TEXTO DADO
^^^^^^^^
Savulescu tem razão. O argumento dos autores não é novo. Vários acadêmicos já o defenderam, entre eles os citados Singer, Tooley e Harris. Mas também – por que não os incluir na lista? – Karl Binding e Alfred Hoche. Afinal, estamos falando de acadêmicos travando uma “discussão livre e propriamente acadêmica”. Eles não são apologistas apaixonados ou ideólogos radicais. São cientistas. E, em se tratando de ciência, ciência, ciência, tudo o que fazem é extrair conclusões das premissas corretas, certo?
Nem tanto. É preciso não esquecer que, assim como o comunismo, o nazismo se pretendeu “científico”. O nazista Rudolf Hess, braço-direito de Hitler, chegava a dizer celebremente que o nazismo era apenas “biologia darwinista aplicada”. É claro que, para burlar esse delicado problema, pode-se sempre adotar o expediente fácil de acusar os nazistas de estarem praticando “pseudociência”. Mas, como mostra Richard Weikart em From Darwin to Hitler: Evolutionary, Ethics, Eugenics and Racism in , os nazistas não tiraram a ideia de extermínio “científico” ex nihilo, baseando-se, ao contrário, nas ideias dos mais eminentes eugenistas e darwinistas alemães, a começar por Ernst Haeckel. Obviamente, ninguém ali se considerava pseudocientífico, assim como os cientistas e cientificistas de hoje não se o consideram, muito embora nenhum deles possa ter certeza de que, mais dia menos dia, a sua ciência não venha também a ter o desprazer de receber o prefixo pseudo-.
^^^^^^^^
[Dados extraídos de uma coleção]
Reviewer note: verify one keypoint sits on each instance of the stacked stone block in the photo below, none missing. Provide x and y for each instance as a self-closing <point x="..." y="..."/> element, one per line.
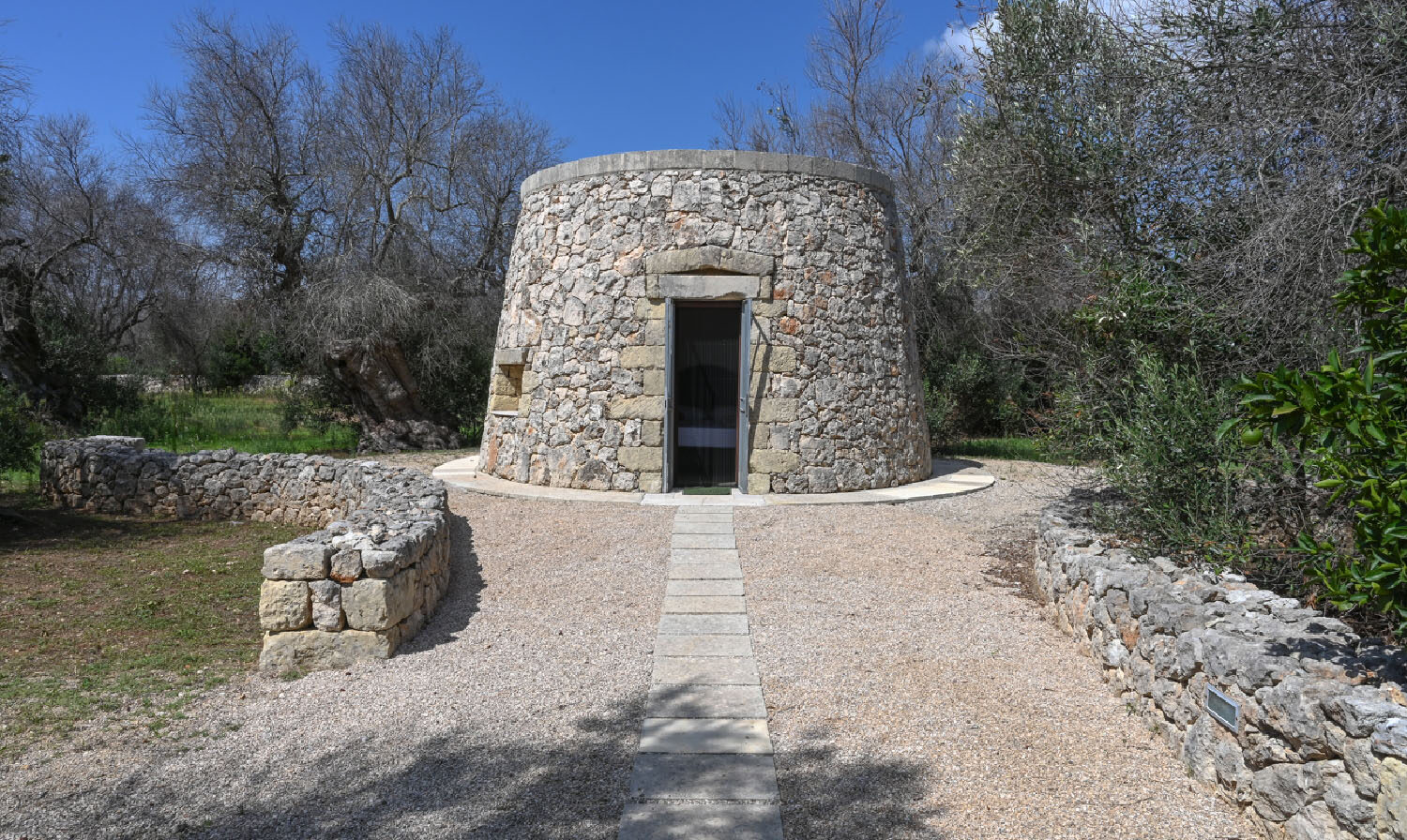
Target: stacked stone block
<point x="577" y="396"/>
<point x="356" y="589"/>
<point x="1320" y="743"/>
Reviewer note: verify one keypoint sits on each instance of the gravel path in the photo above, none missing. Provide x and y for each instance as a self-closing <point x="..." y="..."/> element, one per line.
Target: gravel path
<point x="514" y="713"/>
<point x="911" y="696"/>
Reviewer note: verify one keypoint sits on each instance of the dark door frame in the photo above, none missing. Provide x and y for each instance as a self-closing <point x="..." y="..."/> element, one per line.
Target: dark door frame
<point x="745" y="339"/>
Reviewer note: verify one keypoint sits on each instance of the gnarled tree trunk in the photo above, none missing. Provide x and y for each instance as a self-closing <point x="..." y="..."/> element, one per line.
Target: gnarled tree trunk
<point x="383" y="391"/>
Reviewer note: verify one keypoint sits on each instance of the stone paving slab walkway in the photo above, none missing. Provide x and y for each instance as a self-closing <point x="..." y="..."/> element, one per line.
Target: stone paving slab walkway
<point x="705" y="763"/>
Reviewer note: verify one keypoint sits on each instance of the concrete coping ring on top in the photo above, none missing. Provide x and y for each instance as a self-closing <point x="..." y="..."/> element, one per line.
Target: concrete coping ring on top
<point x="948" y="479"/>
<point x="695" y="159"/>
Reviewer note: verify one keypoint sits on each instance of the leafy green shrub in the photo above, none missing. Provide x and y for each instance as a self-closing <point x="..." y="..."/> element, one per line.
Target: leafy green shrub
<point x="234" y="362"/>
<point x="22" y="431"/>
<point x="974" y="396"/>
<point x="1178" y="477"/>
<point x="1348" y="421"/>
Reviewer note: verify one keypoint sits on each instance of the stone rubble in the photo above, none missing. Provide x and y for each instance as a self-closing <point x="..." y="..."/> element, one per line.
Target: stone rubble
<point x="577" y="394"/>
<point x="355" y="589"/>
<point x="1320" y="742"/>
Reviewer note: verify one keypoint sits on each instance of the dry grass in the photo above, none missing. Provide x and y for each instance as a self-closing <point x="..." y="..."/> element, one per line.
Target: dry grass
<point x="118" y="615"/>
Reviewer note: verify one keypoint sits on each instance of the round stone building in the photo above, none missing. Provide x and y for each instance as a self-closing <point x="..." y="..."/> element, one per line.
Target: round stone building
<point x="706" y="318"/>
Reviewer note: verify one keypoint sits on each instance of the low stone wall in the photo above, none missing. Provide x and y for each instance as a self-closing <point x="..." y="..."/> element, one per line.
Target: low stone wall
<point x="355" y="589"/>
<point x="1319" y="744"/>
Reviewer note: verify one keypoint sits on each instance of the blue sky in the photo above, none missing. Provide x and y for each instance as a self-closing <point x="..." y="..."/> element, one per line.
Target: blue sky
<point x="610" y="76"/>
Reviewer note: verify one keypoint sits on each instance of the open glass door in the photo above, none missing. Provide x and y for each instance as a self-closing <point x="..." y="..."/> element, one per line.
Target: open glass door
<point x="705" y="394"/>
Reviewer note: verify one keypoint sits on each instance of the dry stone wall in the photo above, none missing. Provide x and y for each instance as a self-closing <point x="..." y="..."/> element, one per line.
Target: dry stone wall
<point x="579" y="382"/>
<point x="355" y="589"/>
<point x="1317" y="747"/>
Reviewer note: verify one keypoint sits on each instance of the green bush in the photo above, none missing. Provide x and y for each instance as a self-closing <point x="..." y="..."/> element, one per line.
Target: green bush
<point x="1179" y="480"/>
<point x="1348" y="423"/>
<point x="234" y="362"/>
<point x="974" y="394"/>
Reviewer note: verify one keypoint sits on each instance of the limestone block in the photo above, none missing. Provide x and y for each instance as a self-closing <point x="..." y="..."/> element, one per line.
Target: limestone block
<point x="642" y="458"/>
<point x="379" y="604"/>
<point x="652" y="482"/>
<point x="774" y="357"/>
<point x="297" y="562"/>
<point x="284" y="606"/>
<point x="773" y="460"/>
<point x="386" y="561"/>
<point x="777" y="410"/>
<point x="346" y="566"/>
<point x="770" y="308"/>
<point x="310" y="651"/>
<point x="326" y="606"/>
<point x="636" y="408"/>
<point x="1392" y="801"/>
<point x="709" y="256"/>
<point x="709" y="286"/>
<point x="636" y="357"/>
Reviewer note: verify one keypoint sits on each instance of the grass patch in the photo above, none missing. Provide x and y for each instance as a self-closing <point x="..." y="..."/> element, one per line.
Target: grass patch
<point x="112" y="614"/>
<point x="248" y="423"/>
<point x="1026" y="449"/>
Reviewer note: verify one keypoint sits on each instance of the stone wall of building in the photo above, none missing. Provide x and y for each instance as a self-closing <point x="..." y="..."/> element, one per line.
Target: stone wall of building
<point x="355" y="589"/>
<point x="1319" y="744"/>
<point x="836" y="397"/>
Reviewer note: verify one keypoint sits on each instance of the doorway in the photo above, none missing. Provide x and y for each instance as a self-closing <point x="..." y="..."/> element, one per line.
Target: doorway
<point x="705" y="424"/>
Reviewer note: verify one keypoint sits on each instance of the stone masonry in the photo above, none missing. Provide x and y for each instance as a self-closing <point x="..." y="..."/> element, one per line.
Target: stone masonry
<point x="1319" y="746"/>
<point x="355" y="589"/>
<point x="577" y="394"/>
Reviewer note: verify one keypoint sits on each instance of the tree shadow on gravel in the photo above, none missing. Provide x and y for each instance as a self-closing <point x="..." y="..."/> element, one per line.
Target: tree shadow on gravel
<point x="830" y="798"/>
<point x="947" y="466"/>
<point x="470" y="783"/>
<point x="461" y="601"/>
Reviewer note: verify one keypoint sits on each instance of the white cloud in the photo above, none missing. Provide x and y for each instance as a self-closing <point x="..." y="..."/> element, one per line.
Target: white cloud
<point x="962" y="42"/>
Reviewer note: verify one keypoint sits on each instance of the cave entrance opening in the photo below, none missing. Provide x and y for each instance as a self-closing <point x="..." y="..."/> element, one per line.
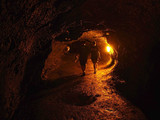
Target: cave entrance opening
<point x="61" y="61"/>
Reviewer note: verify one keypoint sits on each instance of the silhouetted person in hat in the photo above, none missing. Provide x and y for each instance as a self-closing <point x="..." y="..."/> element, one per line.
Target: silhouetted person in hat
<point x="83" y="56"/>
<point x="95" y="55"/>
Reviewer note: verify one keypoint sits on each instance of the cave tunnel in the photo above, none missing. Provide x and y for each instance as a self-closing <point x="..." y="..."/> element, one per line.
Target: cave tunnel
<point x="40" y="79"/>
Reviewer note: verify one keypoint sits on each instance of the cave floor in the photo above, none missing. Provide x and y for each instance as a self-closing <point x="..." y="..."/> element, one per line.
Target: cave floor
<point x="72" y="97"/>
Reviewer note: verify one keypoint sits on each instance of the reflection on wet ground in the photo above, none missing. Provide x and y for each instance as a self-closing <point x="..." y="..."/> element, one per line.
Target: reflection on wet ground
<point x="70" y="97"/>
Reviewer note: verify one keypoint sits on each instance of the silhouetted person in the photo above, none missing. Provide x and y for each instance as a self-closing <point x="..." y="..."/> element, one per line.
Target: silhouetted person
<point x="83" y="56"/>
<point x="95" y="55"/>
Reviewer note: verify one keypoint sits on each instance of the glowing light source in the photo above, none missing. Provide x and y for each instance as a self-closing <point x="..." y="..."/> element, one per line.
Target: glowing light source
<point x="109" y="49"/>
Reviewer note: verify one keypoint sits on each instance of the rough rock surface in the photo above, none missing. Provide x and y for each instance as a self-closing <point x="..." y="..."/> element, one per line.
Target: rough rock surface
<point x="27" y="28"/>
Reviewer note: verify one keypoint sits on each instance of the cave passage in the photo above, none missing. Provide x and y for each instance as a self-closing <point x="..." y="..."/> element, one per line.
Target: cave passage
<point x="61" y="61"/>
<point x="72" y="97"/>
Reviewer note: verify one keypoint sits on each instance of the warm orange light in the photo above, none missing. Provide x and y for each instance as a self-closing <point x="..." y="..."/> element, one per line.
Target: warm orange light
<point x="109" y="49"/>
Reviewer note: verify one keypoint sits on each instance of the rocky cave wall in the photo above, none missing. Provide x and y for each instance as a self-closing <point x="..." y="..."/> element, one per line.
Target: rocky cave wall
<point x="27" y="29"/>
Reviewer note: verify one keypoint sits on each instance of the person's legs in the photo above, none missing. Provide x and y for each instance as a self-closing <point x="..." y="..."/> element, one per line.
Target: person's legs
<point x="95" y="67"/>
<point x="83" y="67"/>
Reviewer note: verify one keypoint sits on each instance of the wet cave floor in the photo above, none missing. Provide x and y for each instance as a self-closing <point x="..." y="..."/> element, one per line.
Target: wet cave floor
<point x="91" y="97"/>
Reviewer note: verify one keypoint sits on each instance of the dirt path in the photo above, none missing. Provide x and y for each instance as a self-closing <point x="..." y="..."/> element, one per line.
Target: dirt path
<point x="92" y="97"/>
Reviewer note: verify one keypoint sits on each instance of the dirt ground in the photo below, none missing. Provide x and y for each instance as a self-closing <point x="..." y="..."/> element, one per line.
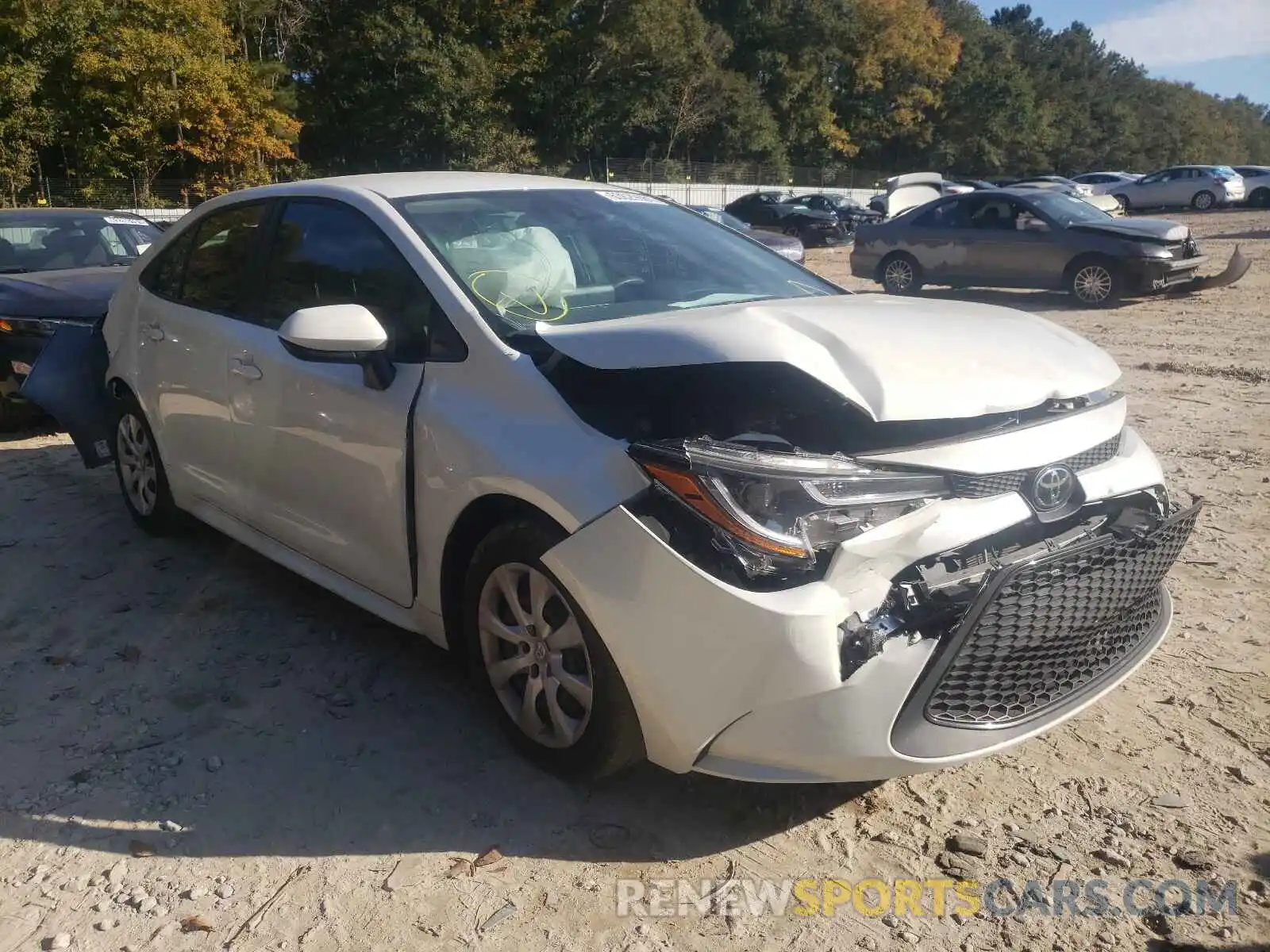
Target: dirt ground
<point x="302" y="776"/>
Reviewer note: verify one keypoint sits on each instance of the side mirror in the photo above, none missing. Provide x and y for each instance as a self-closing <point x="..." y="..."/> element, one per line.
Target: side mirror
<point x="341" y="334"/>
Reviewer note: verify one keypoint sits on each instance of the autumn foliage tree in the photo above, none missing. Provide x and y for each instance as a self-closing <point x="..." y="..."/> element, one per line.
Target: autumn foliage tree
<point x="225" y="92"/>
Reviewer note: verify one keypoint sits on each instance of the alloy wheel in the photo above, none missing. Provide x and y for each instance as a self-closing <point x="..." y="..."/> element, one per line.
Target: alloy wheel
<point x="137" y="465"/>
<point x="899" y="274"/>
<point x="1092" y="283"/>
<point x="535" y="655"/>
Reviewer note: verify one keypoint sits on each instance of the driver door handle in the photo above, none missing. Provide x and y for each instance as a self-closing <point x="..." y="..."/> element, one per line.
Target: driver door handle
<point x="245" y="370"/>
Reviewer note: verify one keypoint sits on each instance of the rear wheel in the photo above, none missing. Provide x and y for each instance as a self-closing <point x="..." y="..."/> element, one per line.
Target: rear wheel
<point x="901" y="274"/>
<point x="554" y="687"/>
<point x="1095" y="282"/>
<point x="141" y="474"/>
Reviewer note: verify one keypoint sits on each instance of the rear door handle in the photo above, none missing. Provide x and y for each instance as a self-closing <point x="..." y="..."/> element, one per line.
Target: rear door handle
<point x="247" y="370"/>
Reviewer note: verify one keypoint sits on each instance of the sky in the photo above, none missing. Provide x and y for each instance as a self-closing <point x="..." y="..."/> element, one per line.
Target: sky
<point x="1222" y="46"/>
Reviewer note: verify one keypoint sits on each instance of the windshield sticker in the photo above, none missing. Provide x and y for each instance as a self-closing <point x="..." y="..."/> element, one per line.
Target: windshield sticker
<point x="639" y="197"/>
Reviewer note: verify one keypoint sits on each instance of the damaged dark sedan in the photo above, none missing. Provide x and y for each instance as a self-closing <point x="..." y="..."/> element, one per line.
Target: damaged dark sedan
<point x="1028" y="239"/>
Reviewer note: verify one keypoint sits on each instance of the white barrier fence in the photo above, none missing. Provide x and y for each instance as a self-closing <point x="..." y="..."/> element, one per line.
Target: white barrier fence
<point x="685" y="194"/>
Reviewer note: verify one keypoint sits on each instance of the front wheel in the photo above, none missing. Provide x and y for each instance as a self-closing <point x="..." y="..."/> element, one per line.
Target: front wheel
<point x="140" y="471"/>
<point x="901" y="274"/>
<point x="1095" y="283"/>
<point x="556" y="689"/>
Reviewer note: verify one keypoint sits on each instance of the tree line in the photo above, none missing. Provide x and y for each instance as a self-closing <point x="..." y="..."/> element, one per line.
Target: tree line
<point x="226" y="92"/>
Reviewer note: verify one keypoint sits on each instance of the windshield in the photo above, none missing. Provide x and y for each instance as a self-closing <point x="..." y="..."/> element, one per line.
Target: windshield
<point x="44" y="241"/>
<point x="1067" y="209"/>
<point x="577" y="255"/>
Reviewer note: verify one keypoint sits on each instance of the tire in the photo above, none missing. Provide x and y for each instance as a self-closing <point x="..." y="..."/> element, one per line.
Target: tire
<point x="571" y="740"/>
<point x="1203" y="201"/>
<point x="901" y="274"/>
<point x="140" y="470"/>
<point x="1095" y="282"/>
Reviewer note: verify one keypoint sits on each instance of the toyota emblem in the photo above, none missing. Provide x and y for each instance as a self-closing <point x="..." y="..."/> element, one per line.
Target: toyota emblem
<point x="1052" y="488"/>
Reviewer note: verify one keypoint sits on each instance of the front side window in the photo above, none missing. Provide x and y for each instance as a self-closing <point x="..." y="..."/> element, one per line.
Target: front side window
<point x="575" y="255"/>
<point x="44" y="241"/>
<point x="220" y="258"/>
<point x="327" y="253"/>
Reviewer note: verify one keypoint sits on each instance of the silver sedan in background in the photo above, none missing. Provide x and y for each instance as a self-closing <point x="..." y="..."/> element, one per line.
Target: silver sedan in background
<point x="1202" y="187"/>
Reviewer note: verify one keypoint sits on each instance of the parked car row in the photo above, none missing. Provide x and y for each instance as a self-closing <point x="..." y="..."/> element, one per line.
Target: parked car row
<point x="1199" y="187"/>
^^^^^^^^
O QUE SE PEDE
(1) Responda às perguntas abaixo com base no texto sobre ciência e nazismo.
(a) Que dois nomes o autor propõe acrescentar à lista de Singer, Tooley e Harris?
(b) Quem, segundo o texto, dizia que o nazismo era apenas "biologia darwinista aplicada"?
(c) Com qual eugenista alemão começam, segundo Richard Weikart, as ideias em que os nazistas se basearam?
(2) Cite o trecho do texto sobre ciência e nazismo que vai de "Savulescu tem razão." até "premissas corretas, certo?".
(3) Dê continuidade ao texto sobre ciência e nazismo a partir da última frase apresentada.

RESPOSTAS
(1)
(a) Karl Binding e Alfred Hoche.
(b) Rudolf Hess, braço-direito de Hitler.
(c) Ernst Haeckel.

(2)
Savulescu tem razão. O argumento dos autores não é novo. Vários acadêmicos já o defenderam, entre eles os citados Singer, Tooley e Harris. Mas também – por que não os incluir na lista? – Karl Binding e Alfred Hoche. Afinal, estamos falando de acadêmicos travando uma “discussão livre e propriamente acadêmica”. Eles não são apologistas apaixonados ou ideólogos radicais. São cientistas. E, em se tratando de ciência, ciência, ciência, tudo o que fazem é extrair conclusões das premissas corretas, certo?

(3)
Afirmar que certas considerações éticas decorrem necessariamente (e consensualmente) de um dado conjunto de fatos científicos é algo extremamente perigoso
O problema, portanto, está menos em averiguar o acerto ou o erro de tal ou qual prática científica, e mais na própria premissa compartilhada por cientificistas de ontem e de hoje. Tanto quanto Rudolf Hess e os nazistas, por exemplo, Savulescu e seus pares ideológicos parecem concordar com a ilusão positivista de que res ipsa loquitur, “a coisa fala por si”, e de que, se sabemos algo sobre a biologia, devemos agir com base nesse saber, extraindo-lhe conclusões pretensamente lógicas e necessárias, inclusive nas esferas social, política e moral. Resta que essa ideia, segundo a qual certas conclusões decorrem de modo autoevidente de verdades científicas, esteve por trás do movimento eugenista de inícios do século 20, bem como do socialismo “científico” dos comunistas e do biologismo “científico” dos nazistas. A despeito da mudança nos conteúdos científicos tidos por verdadeiros ou falsos, a premissa permanece intacta nos meios intelectuais e políticos contemporâneos, tendo se manifestado de modo particularmente radical a partir da pandemia de coronavírus, durante a qual toda discordância em relação a políticas públicas e escolhas morais ou a ser vista como uma perigosa negação da ciência. Não se pode extrair uma norma de um fato, um “deve ser” de um “é”. Afirmar que certas considerações éticas decorrem necessariamente (e consensualmente) de um dado conjunto de fatos científicos é algo extremamente perigoso.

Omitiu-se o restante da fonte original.